SUPPLIED TEXT.

A Medellin court ordered the investigation of former Colombian President Alvaro Uribe for his alleged involvement in a 1997 massacre that has been haunting the former head of state in spite the fact that a number of key witnesses have been murdered or extradited.
According to a court that has been sentencing paramilitary commanders, there is enough evidence to merit an investigation against Uribe who was governor of Antioquia when members of the paramilitary group AUC murdered 14 in El Aro, a village that was burned to the ground after the massacre.
The evidence consists of corroborated statements made by former members of the AUC and a local human rights worker who was assassinated months after the massacre.
El Aro Massacre
On October 22, 1997, more than a 100 paramilitaries took over the town of El Aro allegedly to look for FARC hostages. During the three-day occupation of the town, the paramilitaries brutally executed 14 locals after which almost all cattle was stolen, the town set on fire and the local population displaced.

SET PROBLEM. Can you pick up the article on the Uribe investigation and the El Aro massacre after its last sentence and extend it? The entries after this point aren't needed.

MATERIAL SUPPLIED.
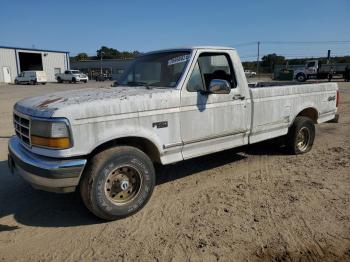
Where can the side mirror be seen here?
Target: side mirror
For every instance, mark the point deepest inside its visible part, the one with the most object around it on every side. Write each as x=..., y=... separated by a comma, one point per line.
x=219, y=86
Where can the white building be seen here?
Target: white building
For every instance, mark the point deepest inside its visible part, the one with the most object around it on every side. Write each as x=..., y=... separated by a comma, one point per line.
x=14, y=60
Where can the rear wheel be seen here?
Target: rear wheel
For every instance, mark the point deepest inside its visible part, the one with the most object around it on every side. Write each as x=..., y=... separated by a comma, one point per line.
x=118, y=182
x=301, y=135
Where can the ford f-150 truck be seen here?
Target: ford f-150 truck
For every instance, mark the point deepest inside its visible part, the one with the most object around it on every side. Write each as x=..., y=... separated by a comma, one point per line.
x=169, y=106
x=72, y=76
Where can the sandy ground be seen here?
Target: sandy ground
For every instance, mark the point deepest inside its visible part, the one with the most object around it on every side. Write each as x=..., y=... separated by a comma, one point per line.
x=252, y=203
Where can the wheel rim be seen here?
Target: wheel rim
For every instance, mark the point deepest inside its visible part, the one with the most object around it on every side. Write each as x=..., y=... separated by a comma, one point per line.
x=123, y=185
x=303, y=139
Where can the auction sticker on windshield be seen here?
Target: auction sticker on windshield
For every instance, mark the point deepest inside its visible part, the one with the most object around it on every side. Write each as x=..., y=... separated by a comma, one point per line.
x=178, y=59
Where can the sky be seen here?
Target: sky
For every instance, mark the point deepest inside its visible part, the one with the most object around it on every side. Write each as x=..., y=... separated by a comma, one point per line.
x=294, y=28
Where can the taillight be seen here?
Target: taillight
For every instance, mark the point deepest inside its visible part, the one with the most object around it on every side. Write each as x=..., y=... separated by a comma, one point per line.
x=337, y=101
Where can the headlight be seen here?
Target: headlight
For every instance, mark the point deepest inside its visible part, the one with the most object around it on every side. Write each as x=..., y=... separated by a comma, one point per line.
x=50, y=134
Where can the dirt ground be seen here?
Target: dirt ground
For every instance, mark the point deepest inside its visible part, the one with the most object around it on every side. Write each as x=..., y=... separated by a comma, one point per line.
x=252, y=203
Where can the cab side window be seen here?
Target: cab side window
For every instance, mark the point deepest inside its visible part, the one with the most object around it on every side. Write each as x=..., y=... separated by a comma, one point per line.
x=195, y=83
x=211, y=66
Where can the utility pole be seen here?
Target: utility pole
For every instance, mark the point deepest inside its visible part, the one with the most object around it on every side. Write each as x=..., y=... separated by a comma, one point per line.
x=257, y=60
x=101, y=61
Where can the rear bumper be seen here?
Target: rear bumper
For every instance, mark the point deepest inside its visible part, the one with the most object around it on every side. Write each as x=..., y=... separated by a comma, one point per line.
x=45, y=173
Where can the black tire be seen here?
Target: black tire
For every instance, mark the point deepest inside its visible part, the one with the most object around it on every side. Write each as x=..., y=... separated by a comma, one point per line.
x=301, y=135
x=301, y=77
x=98, y=185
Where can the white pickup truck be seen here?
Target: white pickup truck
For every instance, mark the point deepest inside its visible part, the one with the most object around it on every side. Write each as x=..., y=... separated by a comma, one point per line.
x=72, y=76
x=169, y=106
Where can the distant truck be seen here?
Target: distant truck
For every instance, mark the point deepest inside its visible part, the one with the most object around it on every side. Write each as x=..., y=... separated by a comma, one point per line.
x=313, y=69
x=72, y=76
x=249, y=73
x=31, y=77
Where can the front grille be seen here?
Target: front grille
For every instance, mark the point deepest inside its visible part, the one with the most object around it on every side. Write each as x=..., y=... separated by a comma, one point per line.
x=22, y=128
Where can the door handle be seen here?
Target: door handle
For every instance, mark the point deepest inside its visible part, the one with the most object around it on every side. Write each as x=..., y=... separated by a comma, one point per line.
x=238, y=97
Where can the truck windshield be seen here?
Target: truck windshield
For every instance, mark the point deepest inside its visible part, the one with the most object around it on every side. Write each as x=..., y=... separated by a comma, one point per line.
x=162, y=69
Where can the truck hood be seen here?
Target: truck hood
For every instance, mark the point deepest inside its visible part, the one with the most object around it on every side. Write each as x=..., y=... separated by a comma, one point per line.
x=97, y=102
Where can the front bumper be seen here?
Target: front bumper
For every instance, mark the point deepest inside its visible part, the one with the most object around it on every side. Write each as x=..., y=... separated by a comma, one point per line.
x=45, y=173
x=81, y=79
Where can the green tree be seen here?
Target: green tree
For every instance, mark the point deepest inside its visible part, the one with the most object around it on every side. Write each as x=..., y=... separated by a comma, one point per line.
x=111, y=53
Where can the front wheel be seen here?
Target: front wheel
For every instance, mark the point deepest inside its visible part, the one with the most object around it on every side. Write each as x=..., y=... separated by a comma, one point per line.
x=118, y=182
x=301, y=135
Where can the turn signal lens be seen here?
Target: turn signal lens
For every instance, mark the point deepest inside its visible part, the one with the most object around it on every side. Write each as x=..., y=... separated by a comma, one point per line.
x=55, y=143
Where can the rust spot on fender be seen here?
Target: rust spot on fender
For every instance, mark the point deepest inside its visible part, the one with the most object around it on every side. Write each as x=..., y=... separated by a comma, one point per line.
x=47, y=102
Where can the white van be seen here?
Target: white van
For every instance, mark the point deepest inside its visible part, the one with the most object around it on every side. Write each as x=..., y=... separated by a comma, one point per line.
x=31, y=77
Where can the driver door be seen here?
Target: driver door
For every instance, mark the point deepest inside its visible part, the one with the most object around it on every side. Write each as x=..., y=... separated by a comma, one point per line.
x=211, y=122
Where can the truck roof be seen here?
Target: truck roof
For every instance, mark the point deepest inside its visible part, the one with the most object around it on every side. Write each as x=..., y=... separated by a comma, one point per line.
x=190, y=48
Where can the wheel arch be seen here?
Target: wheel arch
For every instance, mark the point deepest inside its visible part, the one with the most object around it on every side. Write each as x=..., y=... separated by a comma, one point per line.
x=144, y=144
x=309, y=112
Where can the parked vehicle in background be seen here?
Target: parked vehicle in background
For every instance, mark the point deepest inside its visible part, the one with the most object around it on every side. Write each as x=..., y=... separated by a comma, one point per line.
x=169, y=106
x=103, y=77
x=249, y=73
x=31, y=77
x=72, y=76
x=314, y=69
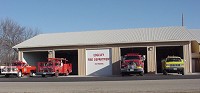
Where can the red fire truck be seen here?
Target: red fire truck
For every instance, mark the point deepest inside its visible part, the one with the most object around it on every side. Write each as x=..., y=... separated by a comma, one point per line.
x=54, y=67
x=18, y=68
x=132, y=63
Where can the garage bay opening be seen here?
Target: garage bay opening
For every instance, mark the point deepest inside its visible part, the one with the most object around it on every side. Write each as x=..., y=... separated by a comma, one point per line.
x=138, y=51
x=71, y=56
x=163, y=52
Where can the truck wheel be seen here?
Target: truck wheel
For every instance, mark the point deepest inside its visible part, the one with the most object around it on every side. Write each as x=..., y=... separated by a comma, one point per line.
x=67, y=73
x=57, y=74
x=141, y=73
x=122, y=74
x=31, y=74
x=43, y=75
x=7, y=75
x=182, y=72
x=19, y=75
x=164, y=72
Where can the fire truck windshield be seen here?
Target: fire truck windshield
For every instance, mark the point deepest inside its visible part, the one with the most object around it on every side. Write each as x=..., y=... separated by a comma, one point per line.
x=132, y=58
x=173, y=60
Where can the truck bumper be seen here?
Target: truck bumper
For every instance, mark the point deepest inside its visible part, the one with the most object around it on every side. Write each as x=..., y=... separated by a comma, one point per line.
x=45, y=73
x=132, y=71
x=174, y=69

TASK OUTPUT.
In a 2006 ruling, the Inter-American Court for Human Rights had already convicted the Colombian state of taking part in the massacre, forcing Bogota to pay compensation to victims and the families of victims.
This court established that members of the army’s 4th Division, local police and the governor’s office had either actively taken part or had failed to comply with their constitutional duty to protect the civilian population.
The international court also established that a helicopter belonging to the governor’s office was present during the massacre. Uribe’s Office was also held responsible for failing to provide the most basic assistance to the survivors of the massacre.
More importantly for Uribe, the court allowed the statements made by an assassinated paramilitary fighter and a human rights worker who both accused Uribe and his office of being complicit.
The dead witnesses
Witness 1: the human rights defender
The first statement that directly accused Uribe of criminal behavior came from human rights defender Jesus Maria Valle, who had publicly cried for help months ahead of the massacre.
Valle was assassinated in February 1998.
In July 1997, three months before the massacre, Valle took to the media to force then-governor Uribe to take action against a paramilitary group that had been formed by the AUC and the military in the nearby town of Yarumal the year before and had already killed 150 locals.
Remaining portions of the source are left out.